(Point localization data)

- - - - -

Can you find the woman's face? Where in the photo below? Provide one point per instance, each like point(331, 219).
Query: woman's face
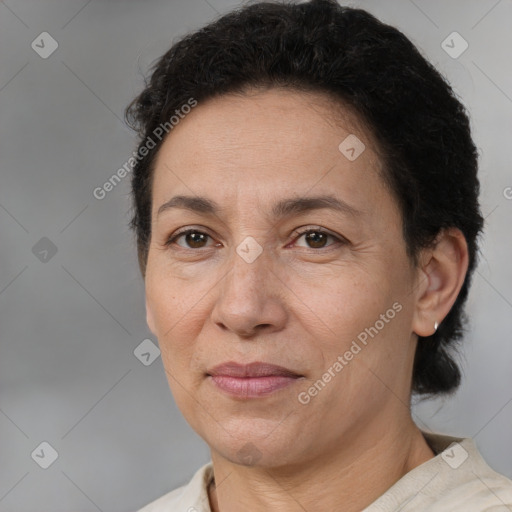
point(335, 306)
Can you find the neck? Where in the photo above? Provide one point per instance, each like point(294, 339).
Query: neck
point(348, 479)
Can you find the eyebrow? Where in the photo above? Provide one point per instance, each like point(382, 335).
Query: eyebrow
point(284, 208)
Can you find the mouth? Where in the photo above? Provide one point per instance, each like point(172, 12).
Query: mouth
point(251, 380)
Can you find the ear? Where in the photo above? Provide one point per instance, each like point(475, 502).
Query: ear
point(441, 276)
point(149, 317)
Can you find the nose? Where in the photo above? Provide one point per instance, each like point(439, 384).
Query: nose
point(250, 298)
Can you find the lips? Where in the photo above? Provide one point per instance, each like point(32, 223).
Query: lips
point(252, 380)
point(256, 369)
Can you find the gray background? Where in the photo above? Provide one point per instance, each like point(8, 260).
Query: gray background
point(69, 325)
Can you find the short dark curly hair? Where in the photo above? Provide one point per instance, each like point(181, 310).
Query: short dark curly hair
point(422, 129)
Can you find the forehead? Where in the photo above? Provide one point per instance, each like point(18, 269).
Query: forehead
point(267, 142)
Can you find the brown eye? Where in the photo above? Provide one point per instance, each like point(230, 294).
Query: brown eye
point(193, 239)
point(317, 238)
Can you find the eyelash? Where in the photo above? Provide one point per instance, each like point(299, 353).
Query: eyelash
point(172, 239)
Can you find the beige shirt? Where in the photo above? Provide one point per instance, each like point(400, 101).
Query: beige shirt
point(457, 479)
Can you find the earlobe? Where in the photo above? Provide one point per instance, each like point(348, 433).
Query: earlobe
point(442, 275)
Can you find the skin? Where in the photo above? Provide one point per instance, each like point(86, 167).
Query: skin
point(298, 304)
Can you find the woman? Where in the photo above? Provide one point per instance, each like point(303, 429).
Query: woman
point(306, 213)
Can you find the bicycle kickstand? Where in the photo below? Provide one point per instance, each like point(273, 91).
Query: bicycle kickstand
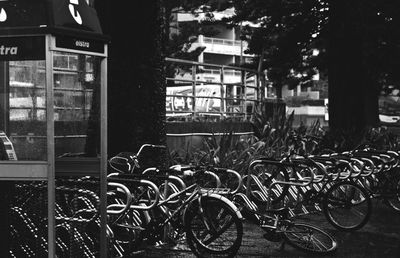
point(282, 245)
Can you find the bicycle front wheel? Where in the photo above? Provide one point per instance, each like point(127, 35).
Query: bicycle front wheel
point(309, 238)
point(214, 229)
point(347, 206)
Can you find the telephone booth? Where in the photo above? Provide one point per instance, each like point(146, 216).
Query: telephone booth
point(53, 148)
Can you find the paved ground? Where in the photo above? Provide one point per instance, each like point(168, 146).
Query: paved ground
point(380, 238)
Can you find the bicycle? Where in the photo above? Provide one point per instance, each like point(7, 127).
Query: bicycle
point(280, 228)
point(212, 224)
point(345, 204)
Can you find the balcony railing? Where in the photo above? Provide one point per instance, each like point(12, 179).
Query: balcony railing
point(211, 92)
point(228, 42)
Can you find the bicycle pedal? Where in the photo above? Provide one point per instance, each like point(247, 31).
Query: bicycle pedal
point(272, 236)
point(137, 252)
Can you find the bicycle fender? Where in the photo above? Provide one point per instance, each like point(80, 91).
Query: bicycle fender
point(226, 201)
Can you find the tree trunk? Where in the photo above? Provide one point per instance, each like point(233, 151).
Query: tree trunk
point(136, 76)
point(353, 91)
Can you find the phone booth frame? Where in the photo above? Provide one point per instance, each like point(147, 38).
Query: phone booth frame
point(52, 39)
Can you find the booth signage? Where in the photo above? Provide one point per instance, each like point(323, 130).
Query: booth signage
point(22, 48)
point(80, 44)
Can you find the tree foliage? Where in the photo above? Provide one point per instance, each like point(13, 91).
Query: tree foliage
point(358, 43)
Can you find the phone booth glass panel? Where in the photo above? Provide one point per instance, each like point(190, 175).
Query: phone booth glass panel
point(53, 129)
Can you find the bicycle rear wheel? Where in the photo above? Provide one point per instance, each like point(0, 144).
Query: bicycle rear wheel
point(394, 200)
point(217, 231)
point(309, 238)
point(347, 206)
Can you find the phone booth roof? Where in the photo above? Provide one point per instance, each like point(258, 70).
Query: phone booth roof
point(65, 17)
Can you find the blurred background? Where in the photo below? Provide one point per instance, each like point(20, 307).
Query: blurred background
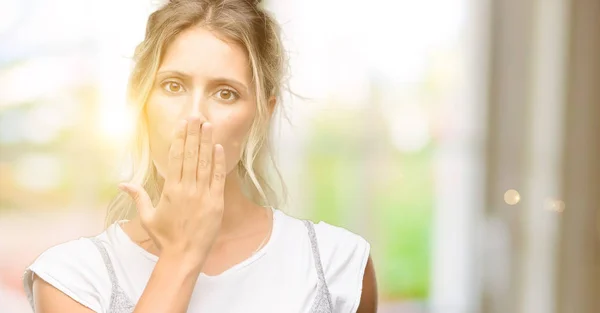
point(459, 137)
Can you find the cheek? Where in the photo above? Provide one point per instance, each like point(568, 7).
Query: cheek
point(162, 120)
point(230, 131)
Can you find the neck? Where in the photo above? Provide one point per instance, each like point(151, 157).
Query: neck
point(237, 206)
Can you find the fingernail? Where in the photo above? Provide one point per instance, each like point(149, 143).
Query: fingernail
point(123, 187)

- - - - -

Would you transcribe all of the entries above exactly, minus the images?

Can you find the woman's face? Where in the photo below? Provide one point per instance, each like point(331, 219).
Query: woman's face
point(335, 306)
Can you find the neck? Where in the photo above? Provide one point per instance, each like point(294, 339).
Query: neck
point(348, 479)
Can you find the eyebrow? Where in the photo above? Provide one point per instance, each like point(382, 335).
Query: eyebrow
point(284, 208)
Can you find the mouth? Where in the photo above? Provide one point per instance, each like point(172, 12).
Query: mouth
point(251, 380)
Can you find the ear? Where in the photo above? Provide one point per instance, each like point(475, 502).
Query: ear
point(441, 276)
point(149, 317)
Can you find the nose? Where in the photo above? Provide one point per instance, each like point(439, 384).
Query: nose
point(250, 298)
Can you find the lips? Where in the photo above? Provide one point per instance, each like point(32, 223).
Query: lips
point(252, 380)
point(256, 369)
Can you find the gray background? Where in the photo above? Provide one point per instance, each like point(8, 260).
Query: gray background
point(69, 325)
Can you find the short dark curly hair? Where in the photo above? Provide one point per instance, each like point(181, 310).
Query: short dark curly hair
point(422, 129)
Can you find the forehead? Where in the photo above? Provide one point per instance, each like point(18, 269).
Query: forehead
point(267, 142)
Can you find the brown eye? Where in the photo above? Provide one point per instance, each like point(230, 294).
Query: brown eye
point(193, 239)
point(317, 238)
Can you find the eyelash? Where in the photo above? Provide one point per instance, each like point(299, 353).
Query: eyelash
point(172, 239)
Can you find the beige shirt? Where in the photo above? Provide one point per instance, each like point(400, 101).
Query: beige shirt
point(457, 479)
Can you find the earlobe? Where in the photo above? Provide one point per instance, each like point(348, 433).
Query: earlobe
point(442, 275)
Can you find the skin? Where in the photo above? Provide one point per instance, each like point(86, 167).
Query: skin
point(298, 304)
Can you find the woman? Where in the photo above? Provide one point per instance, each like point(303, 429).
Query: woman
point(306, 213)
Can you find the bicycle kickstand? Where in the photo below? Provide one point per instance, each like point(273, 91).
Query: bicycle kickstand
point(282, 245)
Can you find the bicycle front wheel? Where in the photo above? Provide one point per instance, each like point(127, 35).
Query: bicycle front wheel
point(309, 238)
point(214, 229)
point(347, 206)
Can you find the telephone booth? Where in the photo above? Provide one point per instance, each like point(146, 216).
Query: telephone booth
point(53, 148)
Can you find the paved ground? Where in the photo above? Provide one point per instance, each like point(168, 146).
Query: paved ground
point(380, 238)
Can you find the bicycle? Where in the photo above? Provide one point per instance, each like point(7, 127).
Query: bicycle
point(280, 228)
point(212, 224)
point(345, 204)
Can you find the balcony railing? Where in the photo above? Provide one point per instance, each like point(12, 179).
Query: balcony railing
point(211, 92)
point(228, 42)
Can you find the bicycle pedal? Where in the photo above? Provide one point per instance, each like point(247, 31).
Query: bicycle pedal
point(272, 236)
point(137, 252)
Can you find the bicycle fender? Where in the photo above? Provide one point per instance, each like point(80, 91).
Query: bicycle fender
point(226, 201)
Can you find the tree trunk? Where in the photo above? Provide one point per instance, each like point(233, 151).
Query: tree trunk
point(136, 76)
point(353, 91)
Can you find the phone booth frame? Where in the photo above? Provide one point per instance, each like point(147, 38).
Query: phone booth frame
point(52, 39)
Can you find the booth signage? Where in the photo above? Provide one point per instance, each like point(323, 130).
Query: booth signage
point(22, 48)
point(80, 44)
Can you find the tree foliage? Where in the photo above? Provide one point per instance, each like point(13, 91).
Query: tree foliage
point(358, 43)
Can you find the phone booth glass panel? Where in the photo above? Provide one point per instance, each like point(190, 175).
Query: phone booth glass panel
point(53, 129)
Can you find the bicycle rear wheel? Where in the photo above? Provide one point per instance, each like point(0, 144).
Query: bicycle rear wheel
point(394, 200)
point(217, 231)
point(309, 238)
point(347, 206)
Can you find the phone booth roof? Where in the photo above? Provide one point per instance, each like point(258, 70).
Query: phone booth roof
point(65, 17)
Can you find the blurred background? Where in the photo below? Provide one point per instance, each like point(20, 307).
Query: blurred background
point(459, 137)
Can you find the cheek? Where in the photo above? Provide one point per instance, each like point(568, 7).
Query: cheek
point(162, 120)
point(230, 131)
Can you find the neck? Where in the photo above? Provide one point per instance, each like point(151, 157).
Query: neck
point(237, 206)
Can you find the fingernail? Where in the photo above? Provide one point per instance, each like point(149, 143).
Query: fingernail
point(123, 187)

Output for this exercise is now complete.